--- Фрагмент документа ---
Эпикур - страница 8
Пребывание Эпикура в Афинах было прервано событиями 322 г. до н. э., когда преемник Александра регент Пердикка вновь возбудил вопрос о выселении афинских поселенцев с о. Самос. В числе других клерухов изгнанию подвергся и отец Эпикура, переселившийся в малоазиатский г. Колофон. Высылка родителей заставила Эпикура поспешно покинуть Афины и отправиться в Малую Азию. В течение десяти с лишним лет Эпикур совершает путешествия по городам Малой Азии и занимается преподавательской деятельностью в школах.
После почти 18-летней напряженной умственной работы, примерно в 32-летнем возрасте, Эпикур начинает учить своей собственной философии в Колофоне, а затем в Митиленах и Ламисаке. Стремясь приобрести как можно больше сторонников, он посещает не только города Малой Азии, но и о. Лесбос в Эгейском море.
--- Исходные материалы ---
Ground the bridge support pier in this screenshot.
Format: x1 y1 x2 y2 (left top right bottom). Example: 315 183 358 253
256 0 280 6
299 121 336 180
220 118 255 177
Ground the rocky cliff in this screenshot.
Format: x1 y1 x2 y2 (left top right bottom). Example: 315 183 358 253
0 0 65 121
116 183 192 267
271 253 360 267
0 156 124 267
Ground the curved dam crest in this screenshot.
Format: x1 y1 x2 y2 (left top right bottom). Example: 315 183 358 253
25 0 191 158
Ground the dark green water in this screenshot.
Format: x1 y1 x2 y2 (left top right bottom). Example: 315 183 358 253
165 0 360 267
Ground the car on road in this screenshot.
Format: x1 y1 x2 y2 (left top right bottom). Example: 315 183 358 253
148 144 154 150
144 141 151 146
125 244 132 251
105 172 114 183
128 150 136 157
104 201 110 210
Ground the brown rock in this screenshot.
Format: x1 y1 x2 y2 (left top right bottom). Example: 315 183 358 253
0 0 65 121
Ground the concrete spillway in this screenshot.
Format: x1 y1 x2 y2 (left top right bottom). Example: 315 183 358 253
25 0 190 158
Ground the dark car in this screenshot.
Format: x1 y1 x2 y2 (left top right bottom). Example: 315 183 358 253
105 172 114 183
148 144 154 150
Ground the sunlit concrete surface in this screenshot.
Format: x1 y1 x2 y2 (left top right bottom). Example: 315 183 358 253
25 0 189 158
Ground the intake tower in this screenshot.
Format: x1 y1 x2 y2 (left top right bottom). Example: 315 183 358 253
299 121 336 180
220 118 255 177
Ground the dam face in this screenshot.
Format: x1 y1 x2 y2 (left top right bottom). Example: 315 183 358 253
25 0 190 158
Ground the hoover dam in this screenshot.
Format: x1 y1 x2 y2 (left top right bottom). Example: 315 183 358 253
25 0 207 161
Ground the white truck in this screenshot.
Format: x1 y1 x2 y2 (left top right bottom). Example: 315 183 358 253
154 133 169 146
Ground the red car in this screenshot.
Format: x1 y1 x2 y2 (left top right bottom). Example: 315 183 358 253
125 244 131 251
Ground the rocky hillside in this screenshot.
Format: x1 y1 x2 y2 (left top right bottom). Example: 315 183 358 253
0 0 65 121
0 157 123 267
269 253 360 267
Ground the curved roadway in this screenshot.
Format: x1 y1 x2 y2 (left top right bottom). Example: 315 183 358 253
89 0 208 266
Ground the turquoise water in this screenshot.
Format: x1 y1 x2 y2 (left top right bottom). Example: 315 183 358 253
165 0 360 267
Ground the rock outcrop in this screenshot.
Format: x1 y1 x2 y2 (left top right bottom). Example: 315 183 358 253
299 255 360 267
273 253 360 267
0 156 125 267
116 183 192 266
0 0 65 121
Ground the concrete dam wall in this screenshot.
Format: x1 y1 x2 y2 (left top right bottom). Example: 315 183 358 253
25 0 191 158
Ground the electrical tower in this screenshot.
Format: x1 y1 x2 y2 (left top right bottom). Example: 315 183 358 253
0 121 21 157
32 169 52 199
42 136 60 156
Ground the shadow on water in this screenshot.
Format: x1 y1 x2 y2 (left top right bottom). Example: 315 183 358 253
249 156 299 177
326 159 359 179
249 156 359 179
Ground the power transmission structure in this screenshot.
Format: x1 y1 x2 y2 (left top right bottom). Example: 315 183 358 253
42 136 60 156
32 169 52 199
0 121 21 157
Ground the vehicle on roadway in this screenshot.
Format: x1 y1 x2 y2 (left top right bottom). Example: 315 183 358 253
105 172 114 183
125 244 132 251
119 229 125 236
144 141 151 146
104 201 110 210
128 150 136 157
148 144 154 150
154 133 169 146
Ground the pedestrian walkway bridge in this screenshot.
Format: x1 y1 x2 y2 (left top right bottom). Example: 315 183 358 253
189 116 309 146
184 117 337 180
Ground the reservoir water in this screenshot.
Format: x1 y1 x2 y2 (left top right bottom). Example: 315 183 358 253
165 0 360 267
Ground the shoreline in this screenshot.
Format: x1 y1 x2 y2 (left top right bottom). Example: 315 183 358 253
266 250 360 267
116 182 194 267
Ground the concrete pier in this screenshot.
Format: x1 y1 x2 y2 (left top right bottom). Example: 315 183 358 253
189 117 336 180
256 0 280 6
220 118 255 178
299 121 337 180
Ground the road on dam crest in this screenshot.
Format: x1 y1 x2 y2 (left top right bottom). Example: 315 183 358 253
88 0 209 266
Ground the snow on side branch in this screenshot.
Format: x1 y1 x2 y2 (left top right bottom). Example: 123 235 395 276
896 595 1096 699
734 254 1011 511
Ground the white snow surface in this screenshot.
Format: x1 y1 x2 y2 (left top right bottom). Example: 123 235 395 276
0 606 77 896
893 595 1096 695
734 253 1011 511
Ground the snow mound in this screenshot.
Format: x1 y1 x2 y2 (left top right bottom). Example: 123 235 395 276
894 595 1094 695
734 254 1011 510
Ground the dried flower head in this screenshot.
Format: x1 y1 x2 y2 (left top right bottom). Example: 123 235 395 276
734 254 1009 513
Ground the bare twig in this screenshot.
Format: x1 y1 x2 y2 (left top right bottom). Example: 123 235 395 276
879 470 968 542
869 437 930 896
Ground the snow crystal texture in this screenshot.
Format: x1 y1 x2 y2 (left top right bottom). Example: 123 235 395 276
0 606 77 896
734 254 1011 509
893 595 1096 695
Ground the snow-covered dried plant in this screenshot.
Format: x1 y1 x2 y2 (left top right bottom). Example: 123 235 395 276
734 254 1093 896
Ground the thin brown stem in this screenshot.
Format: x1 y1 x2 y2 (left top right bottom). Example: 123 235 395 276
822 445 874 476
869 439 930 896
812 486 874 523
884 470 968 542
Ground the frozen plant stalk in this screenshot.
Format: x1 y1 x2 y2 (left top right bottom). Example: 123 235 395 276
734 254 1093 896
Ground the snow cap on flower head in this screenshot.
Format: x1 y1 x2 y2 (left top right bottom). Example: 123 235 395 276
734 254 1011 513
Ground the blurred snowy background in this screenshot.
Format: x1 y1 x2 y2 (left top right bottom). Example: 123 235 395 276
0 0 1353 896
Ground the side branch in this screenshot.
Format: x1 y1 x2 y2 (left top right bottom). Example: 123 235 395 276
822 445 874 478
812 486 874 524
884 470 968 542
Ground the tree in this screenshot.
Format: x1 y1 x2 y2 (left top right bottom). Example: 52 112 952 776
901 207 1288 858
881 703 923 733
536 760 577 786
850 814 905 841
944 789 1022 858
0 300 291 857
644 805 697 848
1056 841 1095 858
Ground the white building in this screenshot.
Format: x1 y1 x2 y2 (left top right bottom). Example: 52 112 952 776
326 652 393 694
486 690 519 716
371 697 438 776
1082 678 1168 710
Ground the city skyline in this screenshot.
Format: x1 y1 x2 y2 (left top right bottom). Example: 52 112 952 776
---
• _Задание_: Как изменится часть текста об Эпикуре, которая открывается словами «После почти 18-летней» и завершается словами «в Эгейском море.», если заменить в ней «Лесбос» на «Хиос»? Приведите эту часть целиком с заменой.

• _Поле для ответа_:
После почти 18-летней напряженной умственной работы, примерно в 32-летнем возрасте, Эпикур начинает учить своей собственной философии в Колофоне, а затем в Митиленах и Ламисаке. Стремясь приобрести как можно больше сторонников, он посещает не только города Малой Азии, но и о. Хиос в Эгейском море.